Description of the task: Starting from the line that holds "Place one keypoint on each instance of the rocky", print every line through the end of the records, first and last included.

Records contained in a dataset:
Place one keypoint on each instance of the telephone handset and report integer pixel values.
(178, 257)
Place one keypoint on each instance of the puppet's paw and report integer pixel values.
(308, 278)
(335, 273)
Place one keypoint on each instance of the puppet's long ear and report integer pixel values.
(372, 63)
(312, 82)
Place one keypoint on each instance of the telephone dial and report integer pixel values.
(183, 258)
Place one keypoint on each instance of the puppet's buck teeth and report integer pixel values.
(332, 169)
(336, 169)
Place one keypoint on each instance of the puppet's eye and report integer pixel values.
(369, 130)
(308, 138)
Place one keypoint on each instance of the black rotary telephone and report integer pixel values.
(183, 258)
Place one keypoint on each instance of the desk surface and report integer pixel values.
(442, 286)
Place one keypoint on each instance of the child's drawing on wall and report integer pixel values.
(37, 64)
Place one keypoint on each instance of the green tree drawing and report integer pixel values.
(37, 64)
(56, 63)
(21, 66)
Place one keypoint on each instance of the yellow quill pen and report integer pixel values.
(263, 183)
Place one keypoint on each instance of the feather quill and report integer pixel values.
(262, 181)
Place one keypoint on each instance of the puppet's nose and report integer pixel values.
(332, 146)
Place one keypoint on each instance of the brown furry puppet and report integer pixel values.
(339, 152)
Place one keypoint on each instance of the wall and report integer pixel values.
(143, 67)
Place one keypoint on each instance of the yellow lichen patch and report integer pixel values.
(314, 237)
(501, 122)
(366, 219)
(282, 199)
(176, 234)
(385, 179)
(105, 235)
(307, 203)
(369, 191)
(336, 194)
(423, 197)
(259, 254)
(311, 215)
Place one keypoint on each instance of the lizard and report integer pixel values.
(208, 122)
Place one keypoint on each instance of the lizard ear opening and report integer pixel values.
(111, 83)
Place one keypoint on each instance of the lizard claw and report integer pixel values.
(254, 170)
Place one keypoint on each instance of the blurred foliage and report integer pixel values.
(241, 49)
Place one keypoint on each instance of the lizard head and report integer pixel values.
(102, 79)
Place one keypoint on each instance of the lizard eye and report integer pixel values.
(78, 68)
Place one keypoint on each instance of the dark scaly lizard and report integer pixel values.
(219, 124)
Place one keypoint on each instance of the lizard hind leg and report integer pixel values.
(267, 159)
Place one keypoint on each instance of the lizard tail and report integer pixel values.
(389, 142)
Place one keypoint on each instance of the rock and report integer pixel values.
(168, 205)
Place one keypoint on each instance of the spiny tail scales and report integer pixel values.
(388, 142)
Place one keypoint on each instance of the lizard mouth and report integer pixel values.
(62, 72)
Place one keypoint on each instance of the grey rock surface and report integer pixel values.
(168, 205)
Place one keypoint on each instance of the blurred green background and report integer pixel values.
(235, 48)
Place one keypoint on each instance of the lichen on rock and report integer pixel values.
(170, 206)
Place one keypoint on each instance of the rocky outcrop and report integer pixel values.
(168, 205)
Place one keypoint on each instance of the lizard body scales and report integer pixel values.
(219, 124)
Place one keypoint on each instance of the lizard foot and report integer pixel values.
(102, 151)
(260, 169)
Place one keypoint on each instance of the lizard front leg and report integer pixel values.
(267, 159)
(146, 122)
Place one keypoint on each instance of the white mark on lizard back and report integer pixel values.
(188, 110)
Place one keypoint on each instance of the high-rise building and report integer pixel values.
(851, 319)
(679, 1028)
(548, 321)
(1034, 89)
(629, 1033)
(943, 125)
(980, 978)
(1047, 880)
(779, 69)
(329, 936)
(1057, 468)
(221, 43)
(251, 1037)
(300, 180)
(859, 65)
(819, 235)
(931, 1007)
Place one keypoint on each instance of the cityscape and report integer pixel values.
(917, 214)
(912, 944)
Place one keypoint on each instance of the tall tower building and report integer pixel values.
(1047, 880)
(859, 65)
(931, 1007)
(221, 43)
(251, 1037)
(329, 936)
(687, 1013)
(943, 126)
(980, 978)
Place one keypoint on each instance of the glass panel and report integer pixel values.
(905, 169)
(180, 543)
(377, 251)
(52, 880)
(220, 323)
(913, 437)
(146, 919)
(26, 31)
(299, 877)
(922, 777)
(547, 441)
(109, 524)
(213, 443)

Reply to the exercise:
Place one keypoint on each instance of the rocky outcrop and report integer pixel values.
(168, 205)
Place one keypoint on each instance of the lizard body scales and report integer pixel values.
(219, 124)
Place one keypoint on each instance of the lizard foot and report integer pixel values.
(102, 151)
(260, 169)
Place one keypoint on each instance of the lizard front leg and report integer pixel values.
(267, 159)
(146, 122)
Place one keypoint on each instance of the white mark on lizard back and report integer pixel values.
(188, 110)
Place one keypoint on each instance of the high-rise building and report integer pixel values.
(851, 319)
(679, 1028)
(548, 321)
(1034, 89)
(629, 1033)
(943, 125)
(980, 978)
(1047, 880)
(779, 69)
(329, 936)
(1057, 468)
(221, 43)
(251, 1037)
(300, 180)
(859, 65)
(819, 235)
(931, 1007)
Place one keypoint on each instance of the cityscape and report integer pixel values.
(917, 214)
(912, 944)
Place one keypoint on each instance of the tall tower building and report integer pixel values.
(1047, 880)
(859, 65)
(931, 1007)
(221, 43)
(251, 1037)
(329, 936)
(687, 1013)
(943, 126)
(980, 978)
Place one keypoint on each instance of the glass panel and report integer pixel values.
(905, 169)
(180, 543)
(377, 251)
(52, 880)
(220, 323)
(913, 437)
(146, 919)
(26, 31)
(299, 877)
(922, 777)
(547, 441)
(109, 524)
(213, 443)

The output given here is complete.